* [Perguntas a responder]:
- 1) Segundo o excerto sobre Brunelleschi, com que propósito ele foi a Roma?
- 2) Liste os homens que o excerto sobre Brunelleschi aponta como autores do novo estilo nascido em Florença, indicando a arte de cada um.
- 3) Escreva a continuação do texto sobre Brunelleschi e a arquitectura do Quattrocento, começando logo após a última frase.

┌─ Excerto do texto

O Quattrocento em Itália: construção, arte e erudição. Brunelleschi e a arquitectura como razão, ordem e proporção | M5



Capella Pazzi vista da fachada e interior (Florença c. 1430)
Ordem e proporção
O novo estilo que nasceu em Florença na primeira metade do séc. XV e que acabou por se expandir por toda a Itália e Europa foi obra de três homens: Brunelleschi, arquitecto; Donatello, escultor; e Masaccio, pintor. Se na Cúpula da Catedral de Florença (fig.10), Brunelleschi evocou o Panteão (118-125) numa construção profundamente  “romana”, nas suas restantes obras aprofundou de forma cabal o sistema clássico. De resto, o seu interesse por esta linguagem havia de o levar a Roma com o propósito de observar e medir as ruínas antigas. Com esta atitude pioneira, mas perfeitamente integrada no espírito da época, Brunelleschi pôde constatar que, ao contrário da precedente arquitectura gótica, a arquitectura clássica obedecia a um sistema de proporções fixas que estabelecia as dimensões de todos e cada um dos elementos que a compunham, isto é, determinada por uma ordem.
Por exemplo, no Hospital dos Inocentes (pág.15), Brunelleschi estabeleceu aquele que seria o sistema racional, de raízes matemáticas e geométricas, do espaço arquitectónico renascentista. Na nova arquitectura, Deus manifesta-se nas matemáticas e na geometria, através das quais impõe a sua ordem ao universo. Daí, a arquitectura ter-se despojado de todo o supérfluo: não há frescos nas paredes, as janelas deixam entrar a luz branca do dia e a tradicional planta de cruz latina dá muitas vezes, lugar à planta central, coberta por cúpulas semiesféricas.
O quadrado e o círculo são as figuras geométricas que, na sua perfeição, reflectem essa superior qualidade de Deus. Sem principio nem fim e tendo o centro equidistante de todos os seus pontos, o circulo é uma alegoria do infinito e da justiça suprema, respectivamente.

└─
┌─ Dados a seguir

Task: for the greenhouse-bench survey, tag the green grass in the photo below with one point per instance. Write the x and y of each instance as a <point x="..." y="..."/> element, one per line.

└─

* [Respostas por número]:
- 1) Para observar e medir as ruínas antigas.

- 2) Brunelleschi, arquitecto; Donatello, escultor; Masaccio, pintor.

- 3)
Mas, a grande novidade da arquitectura renascentista consistiu no método de representação que, a partir de então, foi desenvolvido. A descoberta da perspectiva – por Brunelleschi, C. 1420 – e a valorização da geometria como elemento estruturante do espaço arquitectónico, veio conceder ao “projecto”, ou representação gráfica dos elementos construtivos, uma dimensão que antes nunca conhecera.
O desenho da “ideia” da obra, antecipando a sua concretização, passou a constituir um dos momentos fundamentais do processo criativo. Se por um lado, simulando a tridimensionalidade, facultava ao arquitecto o ensaio das melhores soluções para os melhores resultados, por outro, o pensamento neoplatónico prevalecente na cultura renascentista privilegiava o momento prévio da criação – o desenho, “mãe de todas as artes”, ou a “ideia da obra” antes da sua tradução em matéria -, apenas ao alcance do arquitecto. Sobretudo, foi importante o enquadramento da arte, e de todas as artes, em conceitos e metodologias próprias – passando a arte a ser uma realidade demonstrável como qualquer outra ciência -, e a nova concepção do artista, como aquele que concebe as coisas no seu pensamento, fruto do génio criador.